Passage:
Friday, October 4, 2013

G protein-coupled lysophosphatidic acid receptors stimulate proliferation of colon cancer cells through the beta-catenin pathway
By: Ming Yang, Wendy W Zhong, Neelam Srivastava, Anthony Slavin, Jianxin Yang, Timothy Hoey and Songzhu An

Background: G coupled protein receptors LPA1, LPA2, and LPA3 have been shown to mediate lysophosphatidic acid stimulation, which is associated with the proliferation of colon cancer cells.  Two important oncogenic transformation genes related to colorectal cancer proliferation are c-myc and cyclin D1; both in which can be transcribed as a result of the beta-catenin pathway.  It has been observed that with the inhibition of beta-catenin degradation a nuclear summation of beta-catenin leads to increased levels of these deadly oncogenic proteins.  However, the mechanism in which LPA stimulation was involved with both the colorectal cancer proliferation and the beta-catenin pathway were both unknown.

Objective: Using HCT116 and LS174T adenocarcinoma cell lines, it was sought to identify which LPA receptors were responsible for colorectal cancer cell proliferation, and what mechanism was induced during this process.

Results:

  • With the treatment of LPA to HCT116 and LS174T cells, colon cancer cells underwent proliferation in a dose dependent response over a concentration titration of  .01 micromolar-1.0micromolar LPA.  Cells were then analysed for the expression of LPA1, LPA2, and LPA3 mRNA, revealing significant levels of only LPA2 and LPA3, not LPA1.

Record extracts:
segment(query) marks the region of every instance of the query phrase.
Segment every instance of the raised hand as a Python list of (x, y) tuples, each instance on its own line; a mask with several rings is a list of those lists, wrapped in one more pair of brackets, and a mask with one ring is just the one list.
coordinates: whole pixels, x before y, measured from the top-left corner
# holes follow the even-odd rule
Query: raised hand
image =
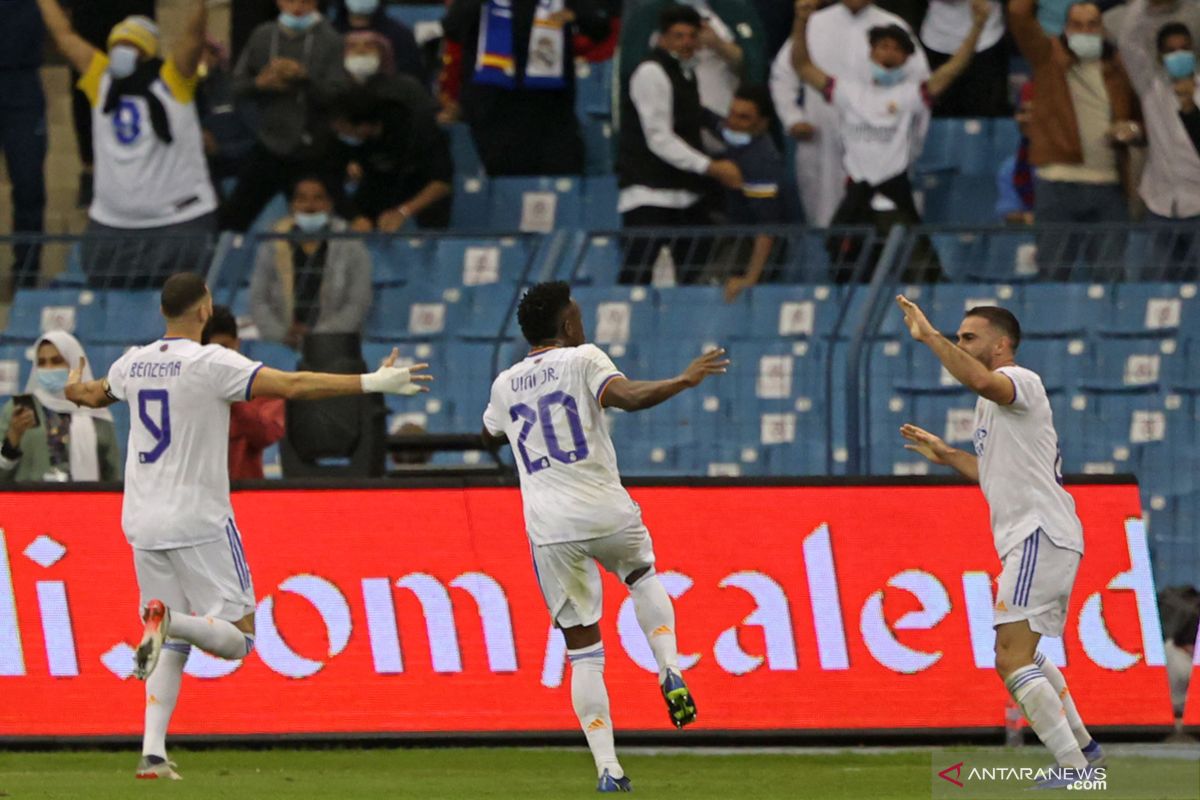
[(709, 350), (688, 365), (688, 368), (683, 371), (683, 381), (694, 389), (700, 386), (704, 381), (704, 378), (709, 375), (725, 374), (728, 366), (730, 360), (725, 357), (725, 348)]
[(900, 426), (900, 435), (910, 443), (904, 446), (905, 450), (920, 453), (935, 464), (948, 464), (949, 455), (954, 452), (954, 447), (950, 447), (929, 431), (918, 428), (916, 425), (906, 423)]
[(938, 335), (937, 330), (925, 318), (925, 312), (912, 300), (908, 300), (904, 295), (896, 295), (896, 305), (904, 312), (904, 324), (914, 339), (928, 342)]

Task goal: Continue the summary of the colon cancer study on LPA receptors from where it stops.

Exercise response:
  • HCT116 and LS174T cells were than transfected with siRNA of LPA2 and LPA3 showing a direct decrease in cell proliferation and tumor volume. Beta-catenin siRNA similarly reduced colon cell proliferation, even though the treated cells were induced with LPA, corresponding to the belief that LPA induction stimulates the beta-catenin pathway increasing colon cancer growth.  
  •  It was then shown with Western Blot analysis that when induced with LPA the phosphorylation of GSK3beta via cPKC, a multicomplex protein that stabalizes beta-catenin and prevents degradation, increases drastically.  From this it was deduced that the phosophorylation of GSK3beta was one of the ways that LPA stimulated the beta-catenin pathway.
  • Lastly, the activation of the beta-catenin pathway via both LPA2 and LPA3 was research.  It was found using siRNA knockdowns for both receptors that both were efficient in increasing the beta-catenin pathway, which further increased the proliferation of both HCT116 and LS174T colorectal cancer cells.